• Available records:
━━━━━━━━━━━━━━━━━━━━━━━━━━━━━━
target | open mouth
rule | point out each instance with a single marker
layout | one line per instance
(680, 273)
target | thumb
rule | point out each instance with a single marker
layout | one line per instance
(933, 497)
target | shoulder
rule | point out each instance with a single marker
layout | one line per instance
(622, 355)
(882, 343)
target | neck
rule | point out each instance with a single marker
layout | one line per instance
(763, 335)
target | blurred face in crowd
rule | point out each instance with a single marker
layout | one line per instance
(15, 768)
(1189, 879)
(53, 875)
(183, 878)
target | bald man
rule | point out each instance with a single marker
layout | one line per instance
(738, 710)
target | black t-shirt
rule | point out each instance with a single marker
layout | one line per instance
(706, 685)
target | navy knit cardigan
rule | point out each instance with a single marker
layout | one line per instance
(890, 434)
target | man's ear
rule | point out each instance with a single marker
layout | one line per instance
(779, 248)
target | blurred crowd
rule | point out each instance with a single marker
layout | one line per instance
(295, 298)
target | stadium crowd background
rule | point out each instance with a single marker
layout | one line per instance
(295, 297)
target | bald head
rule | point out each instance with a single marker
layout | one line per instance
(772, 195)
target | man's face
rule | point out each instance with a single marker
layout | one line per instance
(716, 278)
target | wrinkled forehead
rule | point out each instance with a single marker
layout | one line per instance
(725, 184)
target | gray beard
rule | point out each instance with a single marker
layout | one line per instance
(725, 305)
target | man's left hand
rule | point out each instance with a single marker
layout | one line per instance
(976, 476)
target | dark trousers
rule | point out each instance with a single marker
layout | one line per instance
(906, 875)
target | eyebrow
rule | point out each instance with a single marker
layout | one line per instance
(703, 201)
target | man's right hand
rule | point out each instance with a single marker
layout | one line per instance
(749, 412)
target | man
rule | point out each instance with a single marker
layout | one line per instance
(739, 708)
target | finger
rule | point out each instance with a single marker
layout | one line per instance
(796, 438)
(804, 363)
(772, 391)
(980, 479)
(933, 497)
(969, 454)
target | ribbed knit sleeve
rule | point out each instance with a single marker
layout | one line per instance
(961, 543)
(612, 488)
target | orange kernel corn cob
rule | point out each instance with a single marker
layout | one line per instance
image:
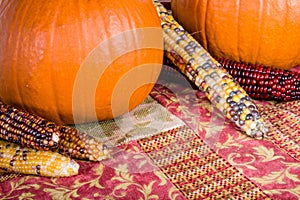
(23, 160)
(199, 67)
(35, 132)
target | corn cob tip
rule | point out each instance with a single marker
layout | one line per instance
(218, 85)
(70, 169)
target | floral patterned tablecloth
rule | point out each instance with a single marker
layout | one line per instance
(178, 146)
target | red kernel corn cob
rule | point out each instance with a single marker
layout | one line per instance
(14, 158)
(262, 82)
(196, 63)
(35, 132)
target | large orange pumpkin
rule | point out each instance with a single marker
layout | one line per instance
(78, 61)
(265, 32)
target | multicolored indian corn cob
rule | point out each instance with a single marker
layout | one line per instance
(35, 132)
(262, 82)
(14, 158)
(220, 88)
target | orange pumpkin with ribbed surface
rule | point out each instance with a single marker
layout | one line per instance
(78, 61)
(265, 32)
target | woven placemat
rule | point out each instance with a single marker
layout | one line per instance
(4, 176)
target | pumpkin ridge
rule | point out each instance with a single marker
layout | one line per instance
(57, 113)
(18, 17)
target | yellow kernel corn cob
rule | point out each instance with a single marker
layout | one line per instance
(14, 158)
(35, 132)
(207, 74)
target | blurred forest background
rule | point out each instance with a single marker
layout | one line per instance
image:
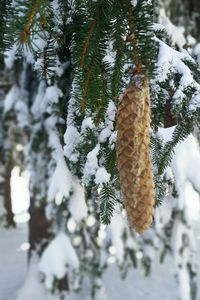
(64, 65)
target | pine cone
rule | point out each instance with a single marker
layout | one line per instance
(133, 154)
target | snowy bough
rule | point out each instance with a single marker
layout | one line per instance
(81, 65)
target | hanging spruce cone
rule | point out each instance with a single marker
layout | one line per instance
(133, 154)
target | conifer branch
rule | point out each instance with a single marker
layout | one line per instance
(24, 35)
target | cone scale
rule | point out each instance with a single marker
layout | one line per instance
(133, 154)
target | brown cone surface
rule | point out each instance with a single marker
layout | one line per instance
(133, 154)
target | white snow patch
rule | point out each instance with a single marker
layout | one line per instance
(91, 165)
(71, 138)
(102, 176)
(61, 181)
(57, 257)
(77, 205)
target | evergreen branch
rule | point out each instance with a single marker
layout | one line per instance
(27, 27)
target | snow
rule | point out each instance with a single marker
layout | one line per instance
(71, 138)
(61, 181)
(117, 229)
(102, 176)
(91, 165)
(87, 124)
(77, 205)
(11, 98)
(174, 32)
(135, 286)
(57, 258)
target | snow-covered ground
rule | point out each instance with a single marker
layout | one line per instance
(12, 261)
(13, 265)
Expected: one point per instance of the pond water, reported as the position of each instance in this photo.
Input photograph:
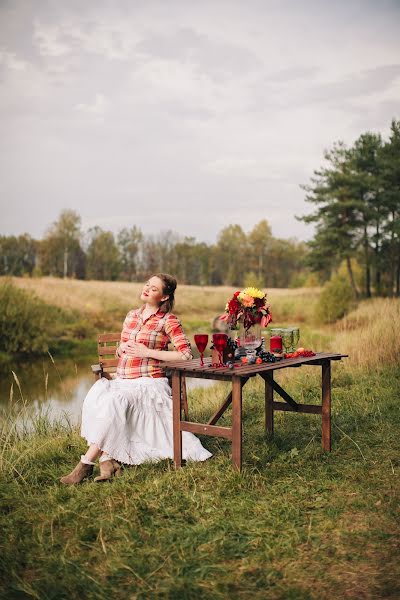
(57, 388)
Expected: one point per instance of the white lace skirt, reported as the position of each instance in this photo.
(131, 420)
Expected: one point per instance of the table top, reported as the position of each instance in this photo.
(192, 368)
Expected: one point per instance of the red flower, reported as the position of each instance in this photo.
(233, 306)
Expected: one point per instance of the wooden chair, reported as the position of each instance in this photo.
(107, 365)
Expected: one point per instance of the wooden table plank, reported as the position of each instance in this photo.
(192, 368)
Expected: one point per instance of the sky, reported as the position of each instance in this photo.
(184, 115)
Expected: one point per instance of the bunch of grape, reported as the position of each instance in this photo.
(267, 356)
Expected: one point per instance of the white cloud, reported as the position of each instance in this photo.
━━━━━━━━━━━━━━━━━━━━━━━━━━━━━━
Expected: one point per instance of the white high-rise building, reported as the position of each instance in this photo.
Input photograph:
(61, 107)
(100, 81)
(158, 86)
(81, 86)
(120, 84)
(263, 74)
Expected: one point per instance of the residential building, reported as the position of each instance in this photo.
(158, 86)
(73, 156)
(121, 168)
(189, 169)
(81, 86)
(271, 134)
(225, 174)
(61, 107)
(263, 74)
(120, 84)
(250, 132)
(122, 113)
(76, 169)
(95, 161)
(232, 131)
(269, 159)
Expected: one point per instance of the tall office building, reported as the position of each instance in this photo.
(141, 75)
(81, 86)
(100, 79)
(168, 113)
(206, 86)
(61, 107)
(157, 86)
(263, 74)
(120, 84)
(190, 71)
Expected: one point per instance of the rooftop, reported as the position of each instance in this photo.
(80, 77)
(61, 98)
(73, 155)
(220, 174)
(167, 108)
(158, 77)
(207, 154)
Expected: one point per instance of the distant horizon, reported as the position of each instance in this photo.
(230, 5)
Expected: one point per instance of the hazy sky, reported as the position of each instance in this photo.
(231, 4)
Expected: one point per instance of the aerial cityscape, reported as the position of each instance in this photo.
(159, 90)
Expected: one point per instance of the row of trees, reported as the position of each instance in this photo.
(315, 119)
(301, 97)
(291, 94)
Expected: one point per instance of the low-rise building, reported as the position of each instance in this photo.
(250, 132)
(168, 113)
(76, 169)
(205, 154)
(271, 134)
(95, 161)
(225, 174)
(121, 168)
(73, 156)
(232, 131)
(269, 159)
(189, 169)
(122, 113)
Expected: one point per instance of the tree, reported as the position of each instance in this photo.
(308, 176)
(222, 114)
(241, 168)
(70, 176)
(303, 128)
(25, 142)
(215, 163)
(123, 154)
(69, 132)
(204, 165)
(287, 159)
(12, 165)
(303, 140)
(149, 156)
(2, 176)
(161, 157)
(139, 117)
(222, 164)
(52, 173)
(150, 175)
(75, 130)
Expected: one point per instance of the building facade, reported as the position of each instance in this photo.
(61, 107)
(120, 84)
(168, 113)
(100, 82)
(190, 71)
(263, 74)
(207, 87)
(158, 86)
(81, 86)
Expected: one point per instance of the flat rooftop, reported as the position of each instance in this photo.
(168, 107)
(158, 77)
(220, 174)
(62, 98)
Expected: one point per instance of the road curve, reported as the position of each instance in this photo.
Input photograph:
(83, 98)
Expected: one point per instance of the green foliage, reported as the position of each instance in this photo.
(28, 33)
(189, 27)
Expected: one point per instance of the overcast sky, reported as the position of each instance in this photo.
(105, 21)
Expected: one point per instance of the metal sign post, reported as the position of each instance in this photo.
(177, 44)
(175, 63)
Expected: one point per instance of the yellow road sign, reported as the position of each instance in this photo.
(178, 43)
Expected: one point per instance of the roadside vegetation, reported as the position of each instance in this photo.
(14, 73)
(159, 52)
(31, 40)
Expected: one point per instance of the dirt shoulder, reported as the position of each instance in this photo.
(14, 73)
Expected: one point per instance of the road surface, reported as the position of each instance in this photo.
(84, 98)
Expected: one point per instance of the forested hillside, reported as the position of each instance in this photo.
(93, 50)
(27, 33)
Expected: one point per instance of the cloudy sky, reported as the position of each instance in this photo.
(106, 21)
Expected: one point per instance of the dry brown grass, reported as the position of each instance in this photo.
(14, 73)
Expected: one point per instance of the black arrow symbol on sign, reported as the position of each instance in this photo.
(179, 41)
━━━━━━━━━━━━━━━━━━━━━━━━━━━━━━
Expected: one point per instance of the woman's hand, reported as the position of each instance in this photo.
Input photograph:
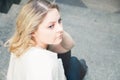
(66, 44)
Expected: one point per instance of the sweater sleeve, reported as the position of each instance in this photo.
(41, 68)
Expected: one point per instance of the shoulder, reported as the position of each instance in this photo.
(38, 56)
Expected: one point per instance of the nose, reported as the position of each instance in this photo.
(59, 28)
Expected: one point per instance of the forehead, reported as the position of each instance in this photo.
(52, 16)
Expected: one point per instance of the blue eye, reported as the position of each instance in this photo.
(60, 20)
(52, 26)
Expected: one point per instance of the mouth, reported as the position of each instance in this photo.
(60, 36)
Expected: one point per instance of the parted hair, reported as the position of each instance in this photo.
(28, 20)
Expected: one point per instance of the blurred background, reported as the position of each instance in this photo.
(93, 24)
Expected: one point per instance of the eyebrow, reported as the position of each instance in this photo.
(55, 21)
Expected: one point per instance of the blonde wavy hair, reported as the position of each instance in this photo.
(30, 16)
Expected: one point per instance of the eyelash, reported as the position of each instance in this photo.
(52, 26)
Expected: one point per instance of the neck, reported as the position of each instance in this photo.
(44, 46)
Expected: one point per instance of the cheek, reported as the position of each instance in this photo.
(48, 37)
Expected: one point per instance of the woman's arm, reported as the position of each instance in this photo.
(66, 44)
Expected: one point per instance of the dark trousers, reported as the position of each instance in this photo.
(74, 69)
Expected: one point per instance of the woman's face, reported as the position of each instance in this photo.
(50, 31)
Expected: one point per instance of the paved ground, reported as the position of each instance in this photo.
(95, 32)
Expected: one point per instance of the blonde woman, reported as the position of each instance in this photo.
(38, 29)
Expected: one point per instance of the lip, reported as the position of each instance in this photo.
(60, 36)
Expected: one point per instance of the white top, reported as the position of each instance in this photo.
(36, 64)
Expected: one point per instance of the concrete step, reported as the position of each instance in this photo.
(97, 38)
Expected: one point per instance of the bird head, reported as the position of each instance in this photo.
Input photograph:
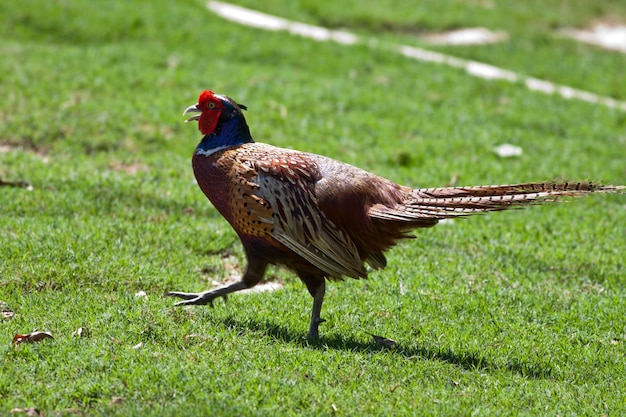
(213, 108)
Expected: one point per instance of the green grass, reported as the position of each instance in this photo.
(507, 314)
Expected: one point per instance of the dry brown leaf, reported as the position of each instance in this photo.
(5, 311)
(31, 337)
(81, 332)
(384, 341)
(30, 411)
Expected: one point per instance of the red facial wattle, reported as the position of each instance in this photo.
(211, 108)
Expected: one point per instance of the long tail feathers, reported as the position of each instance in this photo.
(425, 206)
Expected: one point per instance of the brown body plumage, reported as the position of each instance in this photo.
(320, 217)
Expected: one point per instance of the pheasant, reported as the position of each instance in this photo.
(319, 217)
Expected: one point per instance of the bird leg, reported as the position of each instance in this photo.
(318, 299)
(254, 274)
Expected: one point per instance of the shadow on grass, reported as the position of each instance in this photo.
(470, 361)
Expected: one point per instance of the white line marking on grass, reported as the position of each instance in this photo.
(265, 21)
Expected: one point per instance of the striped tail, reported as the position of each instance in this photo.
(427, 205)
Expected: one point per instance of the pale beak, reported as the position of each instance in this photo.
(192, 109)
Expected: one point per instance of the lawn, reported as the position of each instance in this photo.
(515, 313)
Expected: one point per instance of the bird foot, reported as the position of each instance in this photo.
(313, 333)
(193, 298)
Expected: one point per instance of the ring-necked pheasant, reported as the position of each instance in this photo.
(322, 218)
━━━━━━━━━━━━━━━━━━━━━━━━━━━━━━
• Exercise aim:
Looking at the entries above, how many lines contain "hand"? State the number and nothing more.

• Task output:
3